*Source extract*:
^^^^^^^^
Figure 2 shows a conceptualization of hypothesized configuration and linkage among the various aquifer segments and between the Nueces, Leona, and Frio Rivers and the aquifer segments. Communication among rivers and aquifers provides for inflow to and discharge from the Uvalde Pool System. However, the degree of communication between a particular river and aquifer is poorly constrained [33]. The high level of uncertainty in these estimates and the high degree of geologic complexity with volcanic and magmatic features and caves and conduits from secondary dissolution within the region identified on Figure 1 makes informed water resource management of the Uvalde Pool System challenging.

2.2. Forward Model

DA requires a forward model to generate initial predictions, which are updated with or assimilated to measurements and data. The forward model for this application is a modified version of the UCUWCD Water Balance Model; this model was developed as an operational water management tool for UCUWCD as part of a previous applied science study [35]. Modifications to the UCUWCD Water Balance Model are minimal and are only those necessary for DA integration of DL predictions within the water budget calculation provided by the model.
^^^^^^^^
Annotation dataset entries
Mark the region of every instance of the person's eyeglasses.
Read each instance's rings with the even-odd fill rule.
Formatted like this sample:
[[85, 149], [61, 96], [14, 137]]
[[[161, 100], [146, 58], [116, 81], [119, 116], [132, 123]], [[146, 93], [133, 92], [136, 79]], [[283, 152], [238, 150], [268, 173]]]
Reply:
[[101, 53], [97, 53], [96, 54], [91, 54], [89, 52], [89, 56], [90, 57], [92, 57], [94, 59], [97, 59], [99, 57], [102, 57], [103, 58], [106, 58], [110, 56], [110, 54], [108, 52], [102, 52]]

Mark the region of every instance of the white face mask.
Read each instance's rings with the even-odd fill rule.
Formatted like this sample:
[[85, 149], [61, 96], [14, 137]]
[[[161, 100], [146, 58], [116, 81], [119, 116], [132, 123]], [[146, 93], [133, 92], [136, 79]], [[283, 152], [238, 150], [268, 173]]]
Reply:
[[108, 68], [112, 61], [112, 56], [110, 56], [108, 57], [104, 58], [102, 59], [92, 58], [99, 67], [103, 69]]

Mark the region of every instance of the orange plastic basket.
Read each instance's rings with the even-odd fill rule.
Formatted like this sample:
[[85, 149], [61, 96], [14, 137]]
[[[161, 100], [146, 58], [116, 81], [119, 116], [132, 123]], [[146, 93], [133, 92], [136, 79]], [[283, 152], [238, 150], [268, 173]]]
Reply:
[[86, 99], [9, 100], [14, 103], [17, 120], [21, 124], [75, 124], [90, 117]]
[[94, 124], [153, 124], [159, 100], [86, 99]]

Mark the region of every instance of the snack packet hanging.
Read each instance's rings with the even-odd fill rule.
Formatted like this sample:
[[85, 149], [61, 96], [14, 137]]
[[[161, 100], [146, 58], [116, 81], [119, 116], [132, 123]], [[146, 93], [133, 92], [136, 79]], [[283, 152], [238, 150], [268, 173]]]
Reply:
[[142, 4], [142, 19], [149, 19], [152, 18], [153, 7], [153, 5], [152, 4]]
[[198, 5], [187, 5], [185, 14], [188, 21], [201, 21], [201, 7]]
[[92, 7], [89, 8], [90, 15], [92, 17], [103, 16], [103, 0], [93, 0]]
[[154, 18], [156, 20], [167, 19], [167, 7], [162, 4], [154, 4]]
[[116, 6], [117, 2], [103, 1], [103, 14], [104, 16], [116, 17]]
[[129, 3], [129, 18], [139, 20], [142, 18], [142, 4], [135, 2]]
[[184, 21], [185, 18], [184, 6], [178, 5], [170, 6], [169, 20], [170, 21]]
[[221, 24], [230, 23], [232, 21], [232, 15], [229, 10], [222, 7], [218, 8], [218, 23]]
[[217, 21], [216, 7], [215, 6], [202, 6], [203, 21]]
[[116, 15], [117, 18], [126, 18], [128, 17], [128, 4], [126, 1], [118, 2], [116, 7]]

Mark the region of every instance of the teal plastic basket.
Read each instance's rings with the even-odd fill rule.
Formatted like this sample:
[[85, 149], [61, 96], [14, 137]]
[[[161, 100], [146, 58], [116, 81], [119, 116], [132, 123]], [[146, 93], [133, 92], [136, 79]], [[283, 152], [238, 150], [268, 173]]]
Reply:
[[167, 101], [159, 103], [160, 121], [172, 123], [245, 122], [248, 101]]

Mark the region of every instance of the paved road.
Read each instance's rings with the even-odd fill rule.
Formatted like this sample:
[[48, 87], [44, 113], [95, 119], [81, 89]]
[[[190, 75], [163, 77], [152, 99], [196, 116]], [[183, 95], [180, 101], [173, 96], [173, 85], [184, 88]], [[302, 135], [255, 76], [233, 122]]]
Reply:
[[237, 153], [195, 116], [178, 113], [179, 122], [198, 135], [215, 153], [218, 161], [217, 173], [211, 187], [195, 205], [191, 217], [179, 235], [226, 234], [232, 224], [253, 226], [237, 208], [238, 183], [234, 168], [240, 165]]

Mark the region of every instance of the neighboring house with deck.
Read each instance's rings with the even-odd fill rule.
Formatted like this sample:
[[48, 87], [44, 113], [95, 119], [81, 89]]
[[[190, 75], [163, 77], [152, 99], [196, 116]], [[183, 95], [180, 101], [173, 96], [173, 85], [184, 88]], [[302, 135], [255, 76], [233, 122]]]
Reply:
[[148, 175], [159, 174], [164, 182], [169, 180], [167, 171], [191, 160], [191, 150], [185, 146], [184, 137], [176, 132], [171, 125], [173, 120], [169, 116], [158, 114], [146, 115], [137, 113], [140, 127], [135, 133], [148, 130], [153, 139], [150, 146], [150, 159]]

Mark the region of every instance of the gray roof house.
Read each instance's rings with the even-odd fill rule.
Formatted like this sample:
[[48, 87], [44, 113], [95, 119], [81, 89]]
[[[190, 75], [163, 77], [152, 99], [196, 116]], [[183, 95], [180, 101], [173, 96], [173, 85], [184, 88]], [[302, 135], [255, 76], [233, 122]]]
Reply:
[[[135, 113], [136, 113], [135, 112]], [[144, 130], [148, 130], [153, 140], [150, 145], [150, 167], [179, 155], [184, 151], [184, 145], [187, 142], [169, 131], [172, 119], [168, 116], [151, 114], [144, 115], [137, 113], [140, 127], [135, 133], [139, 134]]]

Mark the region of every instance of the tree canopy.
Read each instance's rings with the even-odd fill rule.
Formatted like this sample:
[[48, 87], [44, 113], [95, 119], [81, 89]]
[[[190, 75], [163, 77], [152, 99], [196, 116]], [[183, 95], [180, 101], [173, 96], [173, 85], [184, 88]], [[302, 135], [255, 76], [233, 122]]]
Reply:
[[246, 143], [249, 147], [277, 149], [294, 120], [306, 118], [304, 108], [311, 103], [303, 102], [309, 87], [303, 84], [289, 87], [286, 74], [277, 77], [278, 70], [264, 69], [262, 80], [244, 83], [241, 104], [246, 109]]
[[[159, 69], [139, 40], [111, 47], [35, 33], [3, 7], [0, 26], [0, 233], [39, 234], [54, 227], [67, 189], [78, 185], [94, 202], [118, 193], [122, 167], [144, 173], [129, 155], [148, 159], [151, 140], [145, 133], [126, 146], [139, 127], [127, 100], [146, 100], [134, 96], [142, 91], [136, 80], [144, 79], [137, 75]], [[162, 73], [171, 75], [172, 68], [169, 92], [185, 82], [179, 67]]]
^^^^^^^^
*Given problem*: Can you write the next part of the passage on the Uvalde Pool System, picking up right after its last sentence? The rows have nothing to do with the passage on the Uvalde Pool System.

*Expected answer*:
In its original form, the UCUWCD Water Balance Model was a dynamically linked Soil and Water Assessment Tool 2012 (SWAT2012) [36] and Hydrological Simulation Program—FORTRAN (HSPF) [37] model. These two models were linked to take advantage of the relative strengths and to compensate for the limitations of the individual models. The linkage is dynamic because recharge and runoff estimates, simulated in the SWAT2012 model for each day, are provided to the HSPF model as inputs [35].

The UCUWCD Water Balance Model simulates interrelated water flows among the aquifer segments in the Uvalde Pool System. Figure 2 provides a hypothesized schematic depicting the linkages among the aquifer segments and river segments. This model was created to analyze management and planning scenarios for the Austin, Buda, and Leona Gravels segments of the Uvalde Pool System and to examine potential impacts from water management scenarios applied in one segment on the Uvalde Pool System as a whole [35].

A lumped, rather than distributed, representation of the component aquifers is used because characterization and parameterization information is limited, and highly uncertain, for the internal workings of the aquifer segments. History matching during UCUWCD Water Balance Model calibration suggests limited prediction skill because of uncertainty in forcing data and the complexity of the study area [35].

2.2.1. HSPF-Only Forward Model

For use as a forward model, dynamic linkage with SWAT2012 is removed and replaced with specified external inflows in the HSPF part of the UCUWCD Water Balance Model. These specified external inflows are the simulated recharge and runoff time series from the SWAT2012 portion of the original model. The modified, HSPF-only portion of the UCUWCD Water Balance Model, i.e., the forward model for DA, depicts the river segments that interact with and the aquifer segments that are part of the Uvalde Pool System.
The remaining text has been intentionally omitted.